──────── Provided passage

Gather some statistics about the datasets, vocabularies and codelists loaded into PMD.

In [1]:
from SPARQLWrapper import SPARQLWrapper2
import pandas as pd
from IPython.display import HTML

endpoint = "https://production-drafter-ons-alpha.publishmydata.com/v1/sparql/live"
sparql = SPARQLWrapper2(endpoint)

Find the number of observations in each dataset

In [2]:
sparql.setQuery("""
PREFIX rdfs: <http://www.w3.org/2000/01/rdf-schema#>
PREFIX qb:   <http://purl.org/linked-data/cube#>

SELECT (COUNT(?obs) AS ?observations) ?dataset
WHERE {
  ?obs a qb:Observation ;
         qb:dataSet ?dataset .
} GROUP BY ?dataset ORDER BY DESC(?observations)
""")

table = pd.DataFrame()
table['Observations'] = pd.Series({
    res['dataset'].value : res['observations'].value
    for res in sparql.query().bindings
})
table

Unnamed: 0,Observations
http://gss-data.org.uk/data/hmrc-regional-trade-statistics,3241972
http://gss-data.org.uk/data/hmrc-overseas-trade-statistics,1499970
http://gss-data.org.uk/data/ons-cpa,399992
http://gss-data.org.uk/data/ons-trade-in-goods-mrets,264270
http://gss-data.org.uk/data/ons-bop-individual-country-data,80756
http://gss-data.org.uk/data/ons-pink-book-chapter-3,5378
http://gss-data.org.uk/data/ons-ltim-age-and-sex,2819
http://gss-data.org.uk/data/ons-abs,2025
http://gss-data.org.uk/data/ons-ltim-citizenship,1706
http://gss-data.org.uk/data/ons-ltim-country-of-residence,1472


In [3]:
sparql.setQuery("""

────────────────

» **Exercises to complete**:
#1 In the PMD statistics notebook, which dataset has the largest number of observations?
#2 Write the next part of the PMD statistics notebook, picking up right after its last line.

──────── Record set

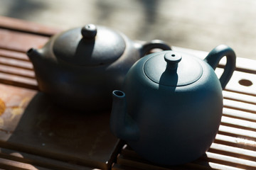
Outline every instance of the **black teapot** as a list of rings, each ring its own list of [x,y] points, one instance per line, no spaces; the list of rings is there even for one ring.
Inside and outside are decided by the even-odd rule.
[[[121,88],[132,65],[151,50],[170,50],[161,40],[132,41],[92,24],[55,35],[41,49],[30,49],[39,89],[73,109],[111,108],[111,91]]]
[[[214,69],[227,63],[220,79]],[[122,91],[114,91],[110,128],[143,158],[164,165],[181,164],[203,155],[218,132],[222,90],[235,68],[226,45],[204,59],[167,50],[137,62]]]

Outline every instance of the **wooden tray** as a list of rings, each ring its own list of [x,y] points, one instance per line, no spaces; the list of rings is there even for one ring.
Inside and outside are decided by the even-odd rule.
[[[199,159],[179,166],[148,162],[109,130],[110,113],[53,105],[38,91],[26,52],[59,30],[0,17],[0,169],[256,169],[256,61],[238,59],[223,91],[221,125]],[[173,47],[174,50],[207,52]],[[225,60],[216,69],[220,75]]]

────────────────
──────── Record set

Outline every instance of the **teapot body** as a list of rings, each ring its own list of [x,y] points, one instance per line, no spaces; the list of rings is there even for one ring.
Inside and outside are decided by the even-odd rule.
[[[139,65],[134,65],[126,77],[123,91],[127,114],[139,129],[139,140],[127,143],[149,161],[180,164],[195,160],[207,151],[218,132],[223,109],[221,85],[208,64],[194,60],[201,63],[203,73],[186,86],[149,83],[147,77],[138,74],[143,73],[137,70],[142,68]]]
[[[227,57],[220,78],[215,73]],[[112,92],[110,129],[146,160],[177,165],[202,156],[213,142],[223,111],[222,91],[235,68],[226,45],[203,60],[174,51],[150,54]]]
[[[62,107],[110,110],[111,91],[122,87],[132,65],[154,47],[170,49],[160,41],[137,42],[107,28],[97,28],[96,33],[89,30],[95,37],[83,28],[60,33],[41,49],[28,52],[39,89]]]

────────────────

» **Exercise answers**:
#1 http://gss-data.org.uk/data/hmrc-regional-trade-statistics, with 3241972 observations.

#2
PREFIX rdfs: <http://www.w3.org/2000/01/rdf-schema#>
PREFIX qb:   <http://purl.org/linked-data/cube#>
PREFIX pmd:  <http://publishmydata.com/def/dataset#>
PREFIX gdp:  <http://gss-data.org.uk/def/gdp#>

SELECT DISTINCT ?dataset ?datasetLabel ?graph ?family
WHERE {
  ?dataset a qb:DataSet ;
         rdfs:label ?datasetLabel ;
         pmd:graph ?graph .
  OPTIONAL {
    ?dataset gdp:family [rdfs:label ?family]
  }
}
""")

results = sparql.query().bindings

table['Label'] = pd.Series({
    res['dataset'].value: res['datasetLabel'].value
    for res in results
})

table['Graph'] = pd.Series({
    res['dataset'].value: res['graph'].value
    for res in results
})

table['Family'] = pd.Series({
    res['dataset'].value: res['family'].value if 'family' in res else 'Trade'
    for res in results
})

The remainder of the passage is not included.